• [EXCERPT PROVIDED]:
········
45.6 Properties of kernels

  1. Suppose \(φ \colon \ALPHABET X \to \reals^n\) is a feature map, then \[ k(x,y) := \langle φ(x), φ(y) \rangle \] is a kernel.

    Note that there are no conditions on \(\ALPHABET X\) (e.g., \(\ALPHABET X\) doesn’t need to be an inner product space).

  2. If \(k\) is a kernel on \(\ALPHABET X\), then for any \(α > 0\), \(αk\) is also a kernel.

  3. If \(k_1\) and \(k_2\) are kernels on \(\ALPHABET X\), then \(k_1 + k_2\) is also a kernel.

  4. If \(\ALPHABET X\) and \(\ALPHABET Y\) be arbitrary sets and \(A \colon \ALPHABET X \to \ALPHABET Y\) is a map. Let \(k\) be a kernel on \(\ALPHABET Y\). Then, \(k(A(x_1), A(x_2))\) is a kernel on \(\ALPHABET X\).

  5. If \(k_1 \colon \ALPHABET X_1 × \ALPHABET X_1 \to \reals\) is a kernel on \(\ALPHABET X_1\) and \(k_2 \colon \ALPHABET X_2 × \ALPHABET X_2 \to \reals\) is a kernel on \(\ALPHABET X_2\), then \[ k( (x_1, x_2), (y_1, y_2) ) = k_1(x_1, y_1) k_2(x_2, y_2) \] is a kernel on \(\ALPHABET X_1 × \ALPHABET X_2\).

  6. (Mercer-Hilber-Schmit theorems) If \(k\) is positive definite kernel (that is continous with finite trace), then there exists an infinite sequence of eiegenfunctions \(\{ φ_i \colon \ALPHABET X \to \reals \}_{i \ge 1}\) and real eigenvalues \(\{λ_i\}_{i \ge 1}\) such that we can write \(k\) as: \[ k(x,y) = \sum_{i=1}^∞ λ_i φ_i(x) φ_i(y). \] This is analogous to the expression of a matrix in terms of its eigenvector and eigenvalues, except in this case we have functions and an infinity of them.

    Using this property, we can define the inner product of RKHS in a simpler form. First, for any \(f \in \mathcal H\), define \[ f_i = \langle f, φ_i \rangle.\] Then, for any \(f, g \in \mathcal H\), \[ \langle f, g \rangle = \sum_{i=1}^∞ \frac{ f_i g_i } { λ_i }. \]

45.7 Kernel ridge regression

Given labelled data \(\{ (x_i, y_i) \}_{i=1}^n\), and a feature map \(φ \colon \ALPHABET X \to \ALPHABET Z\), define the RKHS \(\ALPHABET H\) of functions from \(\ALPHABET Z \to \reals\) with the kernel \(k(x,y) = \langle φ(x), φ(y) \rangle_{\mathcal H}\). Now, consider the problem of minimizing

\[f^* = \arg \min_{f \in \ALPHABET H} \biggl( \sum_{i=1}^n \bigl( y_i - \langle f, φ(x_i) \rangle_{\mathcal{H}} \bigr)^2 + λ \NORM{f}^2_{\mathcal H} \bigr).\]

Theorem 45.3 (The representer theoreom (simple version)) Given a loss function \(\ell \colon \ALPHABET Z^n \to \reals\) and a penalty function \(Ω \colon \reals \to \reals\), there is as a solution of \[ f^* = \arg \min_{f \in \mathcal H} \ell(f(x_1), \dots, f(x_n)) + Ω(\NORM{f}^2_{\mathcal H}). \] that takes the the form \[ f^* = \sum_{i=1}^n α_i k(\cdot, x_i).\]

If \(Ω\) is strictly increasing, all solutions have this form.
········
• [STATED GOAL]:
In the numbered list of kernel properties in the excerpt on kernels, find every expression that the excerpt states is a kernel. List each one with the set it is a kernel on.

• [DATA]:
········
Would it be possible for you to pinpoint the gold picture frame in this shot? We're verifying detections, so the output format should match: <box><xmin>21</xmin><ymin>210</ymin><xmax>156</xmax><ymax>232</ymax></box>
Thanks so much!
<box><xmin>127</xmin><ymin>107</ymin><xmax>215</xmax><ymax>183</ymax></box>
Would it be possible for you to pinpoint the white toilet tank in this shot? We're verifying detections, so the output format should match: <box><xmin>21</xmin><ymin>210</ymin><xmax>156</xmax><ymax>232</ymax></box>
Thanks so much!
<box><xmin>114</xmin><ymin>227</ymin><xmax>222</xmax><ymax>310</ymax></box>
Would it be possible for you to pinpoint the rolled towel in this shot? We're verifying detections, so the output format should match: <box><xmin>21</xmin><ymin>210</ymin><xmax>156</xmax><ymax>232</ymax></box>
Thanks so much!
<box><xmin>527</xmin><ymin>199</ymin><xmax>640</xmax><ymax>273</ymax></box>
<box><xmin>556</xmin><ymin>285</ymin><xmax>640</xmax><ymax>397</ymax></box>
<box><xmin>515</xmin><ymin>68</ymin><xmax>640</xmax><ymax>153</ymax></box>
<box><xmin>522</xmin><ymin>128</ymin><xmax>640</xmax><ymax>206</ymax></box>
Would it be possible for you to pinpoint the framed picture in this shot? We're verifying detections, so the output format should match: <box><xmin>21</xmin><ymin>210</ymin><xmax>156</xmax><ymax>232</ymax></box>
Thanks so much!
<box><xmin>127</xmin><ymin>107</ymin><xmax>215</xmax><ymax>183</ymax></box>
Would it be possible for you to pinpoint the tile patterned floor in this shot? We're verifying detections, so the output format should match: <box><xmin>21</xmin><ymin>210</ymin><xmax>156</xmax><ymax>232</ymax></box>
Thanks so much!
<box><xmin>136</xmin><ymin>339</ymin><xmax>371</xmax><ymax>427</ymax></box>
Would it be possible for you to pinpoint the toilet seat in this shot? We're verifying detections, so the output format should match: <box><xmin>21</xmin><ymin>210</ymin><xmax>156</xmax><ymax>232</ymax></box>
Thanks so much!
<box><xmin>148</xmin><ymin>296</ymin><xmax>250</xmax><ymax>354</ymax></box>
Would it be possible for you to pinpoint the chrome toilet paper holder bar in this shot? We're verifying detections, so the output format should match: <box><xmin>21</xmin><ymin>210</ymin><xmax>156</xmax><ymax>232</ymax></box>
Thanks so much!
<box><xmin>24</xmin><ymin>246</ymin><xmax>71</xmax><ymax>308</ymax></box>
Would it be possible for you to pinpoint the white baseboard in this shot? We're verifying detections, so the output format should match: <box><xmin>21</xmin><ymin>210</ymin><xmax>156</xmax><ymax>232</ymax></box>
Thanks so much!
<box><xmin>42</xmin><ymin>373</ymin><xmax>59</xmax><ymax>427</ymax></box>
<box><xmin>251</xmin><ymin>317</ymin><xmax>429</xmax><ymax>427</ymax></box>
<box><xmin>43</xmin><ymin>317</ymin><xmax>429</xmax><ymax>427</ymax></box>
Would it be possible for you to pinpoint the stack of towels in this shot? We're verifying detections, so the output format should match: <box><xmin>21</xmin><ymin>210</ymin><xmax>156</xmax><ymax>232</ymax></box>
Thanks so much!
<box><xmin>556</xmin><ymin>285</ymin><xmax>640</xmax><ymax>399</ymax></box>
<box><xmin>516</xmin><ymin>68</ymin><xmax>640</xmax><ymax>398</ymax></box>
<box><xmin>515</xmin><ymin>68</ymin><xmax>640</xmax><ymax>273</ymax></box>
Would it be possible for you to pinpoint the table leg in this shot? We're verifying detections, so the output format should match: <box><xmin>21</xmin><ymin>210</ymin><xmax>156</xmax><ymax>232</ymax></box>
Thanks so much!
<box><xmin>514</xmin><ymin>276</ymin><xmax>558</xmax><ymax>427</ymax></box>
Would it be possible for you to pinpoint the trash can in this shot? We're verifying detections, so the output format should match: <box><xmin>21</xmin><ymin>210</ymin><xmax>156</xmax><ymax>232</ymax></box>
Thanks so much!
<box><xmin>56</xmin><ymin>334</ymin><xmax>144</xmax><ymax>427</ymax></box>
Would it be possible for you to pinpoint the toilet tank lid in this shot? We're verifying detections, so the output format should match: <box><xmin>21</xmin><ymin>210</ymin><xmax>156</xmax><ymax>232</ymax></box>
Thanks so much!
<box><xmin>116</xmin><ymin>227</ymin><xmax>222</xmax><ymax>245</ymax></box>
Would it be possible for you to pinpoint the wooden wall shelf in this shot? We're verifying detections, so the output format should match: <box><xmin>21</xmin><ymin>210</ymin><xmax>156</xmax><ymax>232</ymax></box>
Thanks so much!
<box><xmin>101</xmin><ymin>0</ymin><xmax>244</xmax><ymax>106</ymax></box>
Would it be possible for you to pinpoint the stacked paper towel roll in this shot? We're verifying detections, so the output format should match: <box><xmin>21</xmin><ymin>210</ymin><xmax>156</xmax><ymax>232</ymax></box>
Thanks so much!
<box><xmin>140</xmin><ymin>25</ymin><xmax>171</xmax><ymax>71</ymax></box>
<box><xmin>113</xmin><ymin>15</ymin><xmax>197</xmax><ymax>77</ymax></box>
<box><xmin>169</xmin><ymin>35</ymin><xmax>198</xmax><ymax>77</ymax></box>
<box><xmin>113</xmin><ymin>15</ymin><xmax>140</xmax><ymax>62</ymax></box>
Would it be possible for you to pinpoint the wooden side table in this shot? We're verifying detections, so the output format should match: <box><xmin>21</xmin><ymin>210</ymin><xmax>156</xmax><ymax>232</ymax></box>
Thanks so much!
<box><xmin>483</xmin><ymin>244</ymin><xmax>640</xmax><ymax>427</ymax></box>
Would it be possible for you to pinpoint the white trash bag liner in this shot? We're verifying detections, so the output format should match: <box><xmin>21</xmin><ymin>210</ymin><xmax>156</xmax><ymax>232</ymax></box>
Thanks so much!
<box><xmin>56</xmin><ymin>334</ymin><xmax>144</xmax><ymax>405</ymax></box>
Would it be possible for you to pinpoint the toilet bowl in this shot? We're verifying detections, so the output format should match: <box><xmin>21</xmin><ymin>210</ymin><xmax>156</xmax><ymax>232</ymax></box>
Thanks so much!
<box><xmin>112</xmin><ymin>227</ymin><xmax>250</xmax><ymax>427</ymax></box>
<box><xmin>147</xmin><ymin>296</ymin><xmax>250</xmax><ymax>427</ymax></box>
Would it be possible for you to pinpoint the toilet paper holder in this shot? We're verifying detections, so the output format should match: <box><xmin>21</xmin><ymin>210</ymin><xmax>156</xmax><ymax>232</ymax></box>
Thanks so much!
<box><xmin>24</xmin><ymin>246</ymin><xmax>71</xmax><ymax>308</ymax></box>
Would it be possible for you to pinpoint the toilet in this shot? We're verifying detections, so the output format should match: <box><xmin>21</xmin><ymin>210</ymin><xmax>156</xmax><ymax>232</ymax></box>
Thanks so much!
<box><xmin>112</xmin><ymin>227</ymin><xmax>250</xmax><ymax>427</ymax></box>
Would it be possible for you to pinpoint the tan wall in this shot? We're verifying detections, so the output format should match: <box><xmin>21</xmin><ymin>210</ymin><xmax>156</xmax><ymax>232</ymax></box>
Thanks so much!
········
• [CORRECT RESULT]:
- k(x, y) := ⟨φ(x), φ(y)⟩, where φ: X → ℝⁿ is a feature map. It is a kernel, and there are no conditions on X.
- αk, for any α > 0, where k is a kernel on X. It is a kernel on X.
- k₁ + k₂, where k₁ and k₂ are kernels on X. It is a kernel on X.
- k(A(x₁), A(x₂)), where A: X → Y is a map and k is a kernel on Y. It is a kernel on X.
- k((x₁, x₂), (y₁, y₂)) = k₁(x₁, y₁) k₂(x₂, y₂), where k₁ is a kernel on X₁ and k₂ is a kernel on X₂. It is a kernel on X₁ × X₂.